(Entries shown begins)
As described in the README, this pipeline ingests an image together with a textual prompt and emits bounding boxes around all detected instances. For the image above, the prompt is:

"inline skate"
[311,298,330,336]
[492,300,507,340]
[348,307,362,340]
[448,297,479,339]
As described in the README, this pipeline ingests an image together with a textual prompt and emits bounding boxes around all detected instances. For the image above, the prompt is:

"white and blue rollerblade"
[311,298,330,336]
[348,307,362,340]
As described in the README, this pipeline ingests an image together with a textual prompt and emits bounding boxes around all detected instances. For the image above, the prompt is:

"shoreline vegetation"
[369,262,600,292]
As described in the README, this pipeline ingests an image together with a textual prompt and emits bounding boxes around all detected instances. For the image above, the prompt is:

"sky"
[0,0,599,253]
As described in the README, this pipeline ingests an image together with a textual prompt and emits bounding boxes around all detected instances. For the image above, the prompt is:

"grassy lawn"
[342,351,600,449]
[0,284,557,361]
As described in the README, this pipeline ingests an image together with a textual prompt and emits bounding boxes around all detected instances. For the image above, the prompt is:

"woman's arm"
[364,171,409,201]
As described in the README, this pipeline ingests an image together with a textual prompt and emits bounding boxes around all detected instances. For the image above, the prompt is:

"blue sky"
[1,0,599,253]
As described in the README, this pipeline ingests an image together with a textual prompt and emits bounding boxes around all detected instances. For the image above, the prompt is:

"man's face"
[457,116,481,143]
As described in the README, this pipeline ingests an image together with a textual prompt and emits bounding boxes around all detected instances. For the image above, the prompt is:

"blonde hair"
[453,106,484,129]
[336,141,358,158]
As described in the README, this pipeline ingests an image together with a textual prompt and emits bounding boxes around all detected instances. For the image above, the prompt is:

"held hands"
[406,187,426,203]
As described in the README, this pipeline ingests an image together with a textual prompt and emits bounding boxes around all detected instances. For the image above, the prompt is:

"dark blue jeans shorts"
(Entries shown ends)
*Directions*: Each record should be transcribed exactly as it was written.

*Result of this task*:
As described in the README, this pipeline ingests an image together with a textual prompt and emits bounding boxes around all detected instances. For the image above, the prompt is:

"inline skate"
[311,298,330,336]
[492,300,507,340]
[348,307,362,340]
[448,297,479,339]
As described in the README, this pipeline ingests an image together with a textual prompt and emits bounding boxes around all detected instances. For the image above, the prompt is:

"white and blue rollerblade"
[311,298,330,336]
[348,307,362,340]
As described in the README, this pipeline ingests an image together with a textual prompt and emits bounding boxes around all detected instances. For the image above, the prompt is:

"shoreline vegetation"
[369,262,600,292]
As described in the README, this pipeline ingests an image together with a textual prompt and emits bounding boxes around all detected instances. For the image above, the prompt is:

"sky"
[0,0,599,253]
As described in the README, this pipeline ingests an image together with a textual prompt and emits bounding boxes around all detected instances. For the image above, the prompt is:

"grassy lawn"
[342,351,600,449]
[0,284,557,361]
As described in the README, this pipeline ingests an image together with a textual prompt and emits bounding boxes around all detected instances. For the image above, the prompt is:

"woman's arm"
[364,171,409,201]
As described in the README, this pipeline ingests an image together with a textual prompt and emits bounding boxes around all detected instances. For the image above, the prompt is:

"blue sky"
[1,0,599,253]
As described in the README, this pipeline ingests an image together with a textual prompt and emits bounding boxes around all detected instances. For the image above, the prompt is:

"man's face"
[457,116,481,143]
As described in the README, this pipeline ingests an image together with a textual prompt and emits bounding boxes around all detected instances. For the image above, the prompt is:

"blonde hair"
[453,106,484,129]
[336,141,358,158]
As described in the README, this pipeline ingests an image together with a textual prompt and emits bounding boxes around all detected instances. For the image above, the prompt is:

"held hands"
[406,187,426,203]
As described in the README, this pipeline ingests an image together with a textual prompt and emits bounding boxes around all detected instances. For the image above, the prompt is:

"dark blue jeans shorts"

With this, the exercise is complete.